*Zu lesender Auszug:*
----------------

# Internetsicherheit



## elmarharder (6. Januar 2006)

Hallo.

Welche Programme muß bzw. sollte ich Installieren und so sicher wie nur irgendmöglich vor Viren, Würmern, Trojanern und sonstigen Schädlingen zu sein. Vielen Dank im voraus.

Elmar


----------



## Dennis Wronka (6. Januar 2006)

Auch wenn es, dadurch, dass Du die Information verschweigst, recht offensichtlich ist, dass Du Windows nutzt solltest Du doch noch angeben fuer welches Betriebssystem Du suchst.
Wir koennten Dir jetzt einen riesen Haufen Software z.B. fuer diverse Unix-System, MacOS und so weiter nennen und Dir damit ueberhaupt nicht helfen, und das nur weil Du vergessen hast, dass es auch noch was anderes als Windows gibt.


----------



## elmarharder (6. Januar 2006)

Hallo.

Sorry, daran habe ich nicht gedacht. Ich besitze Windows XP Professional und will meinen PC so sicher wie möglich machen.

Elmar


----------



## Sinac (6. Januar 2006)

Wozu schreibe ich sowas eigentlich?
http://www.tutorials.de/tutorials215684.html


----------



## Dennis Wronka (6. Januar 2006)

Sinac hat gesagt.:
			
		

> Wozu schreibe ich sowas eigentlich?
> http://www.tutorials.de/tutorials215684.html


Um den Server zu fuellen.


----------

----------------

*Datensätze:*
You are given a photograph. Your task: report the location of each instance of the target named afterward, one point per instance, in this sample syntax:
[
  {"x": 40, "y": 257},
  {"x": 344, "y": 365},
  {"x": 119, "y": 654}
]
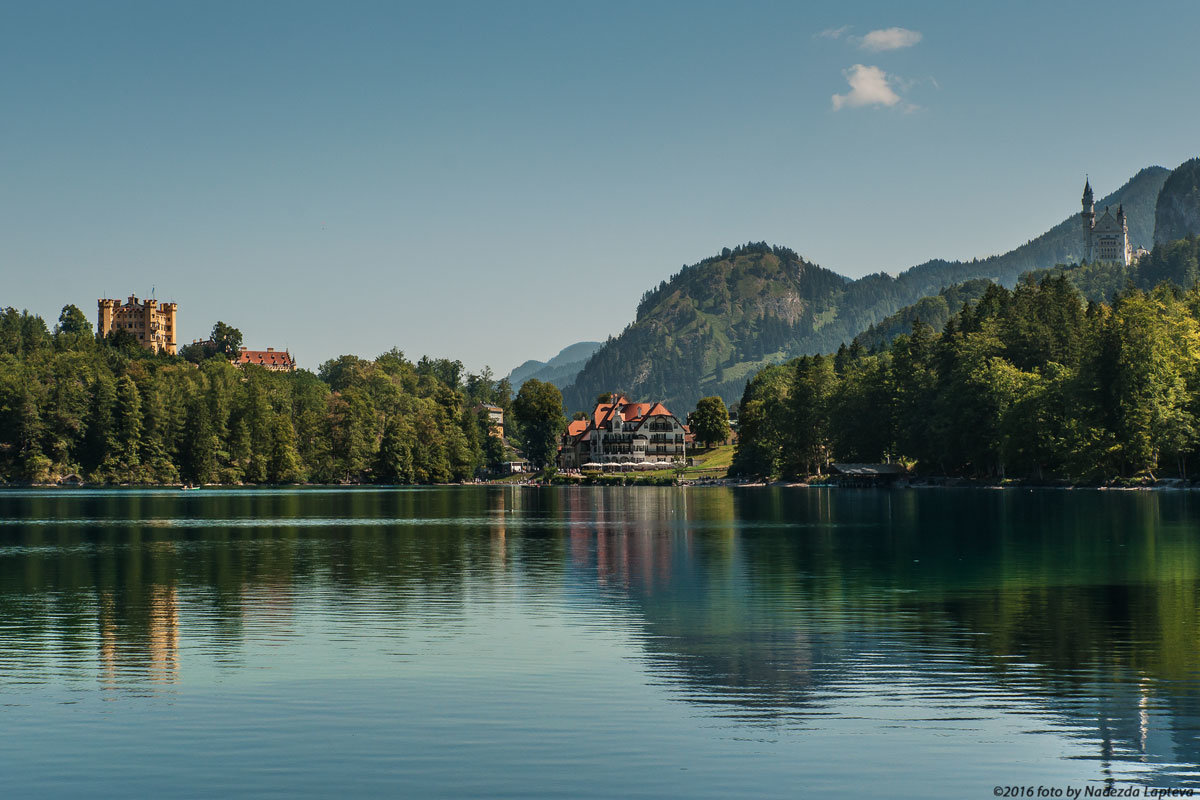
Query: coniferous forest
[
  {"x": 1037, "y": 383},
  {"x": 73, "y": 407}
]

----------------

*Deine Aufgaben:*
#1 Welches Betriebssystem besitzt elmarharder laut dem Forumsthread zur Internetsicherheit?
#2 Zähle alle Benutzernamen auf, unter denen im Forumsthread zur Internetsicherheit Beiträge geschrieben wurden.

*Die Lösungen:*
#1 Windows XP Professional

#2 elmarharder, Dennis Wronka, Sinac